THINGS TO DO.
a – In the Prague travel story, could you shorten the paragraph beginning "Three months later" while keeping its main facts?
b – Carry the Prague travel story forward from its final sentence.

An Impulsive Visit to Prague.

For several years—this was back in the early 80s—my little advertising agency handled the tourism promotion for American Samoa. One day, included in the morning mail was a handwritten letter from Czechoslovakia. It was from a young man who said his hobby was collecting “view cards from Polynesia” and he asked if we would be so kind as to send him one or two.

At that time, my wife and I had just begun planning a trip to Europe and we had already planned a visit to Hungary. “Wouldn’t it be fun,” I said, “if we added a few days to our itinerary, and spent two or three days in Prague after leaving Budapest. And we’ll bring this guy a whole boxfull of picture postcards from all over the Pacific!”

All three of us—our daughter was about seven at the time and would be coming with us—thought it was a great idea and we so informed Jan Prochàzka, the view card collector, by return mail.

Three months later, we arrived in Prague by train from Budapest. Jan Prochàzka, it turned out, was in his mid-30s and was there at the railway station to greet us when we arrived. His English was marginal, but adequate, and he said we were invited to have dinner with him and his parents in their home that evening. We accepted, of course.

That night was an extraordinary experience, with the six of us crowded around a small table in the tiny kitchen of their tiny apartment. Jan’s mother (I don’t remember her name) had been born in Cleveland, Ohio, and she spoke flawless English. As a teenager in the summer of 1939, she had returned to Prague to visit relatives and was trapped when World War 2 broke out.

INFORMATION SUPPLIED.
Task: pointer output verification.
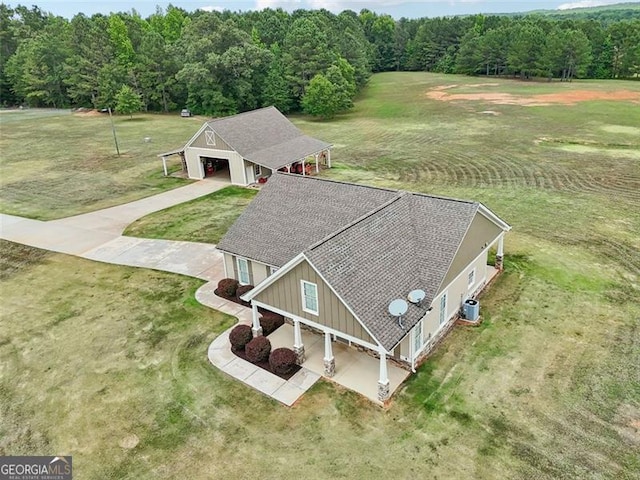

TASK-BY-TASK ANSWERS.
a – Three months later, the family arrived in Prague by train from Budapest. Jan Prochàzka, in his mid-30s and with marginal but adequate English, met them at the station. He invited them to dinner that evening at his parents' home, and they accepted.

b –
Jan’s father, Mirek, also spoke excellent English, though with a pronounced accent. He was very well educated—they all were—and as we were taking our leave after dinner and heading back to our hotel, Mirek said he would like to take us on a walking tour of Prague the next day.

Of course we agreed and the following day was a memorable experience. Prague is a glorious city, in large part because it is the only major city in Europe that was never shelled or bombed during World War 2.

Over lunch the next day, Mirek told us that he had been sent to Germany during Word War 2 as a forced laborer. It was not, he said quietly, “a day at the beach.”

“But,” he said, “I am embarrassed to say we were not very good workers. We were very slow and we made a lot mistakes.”

And he winked.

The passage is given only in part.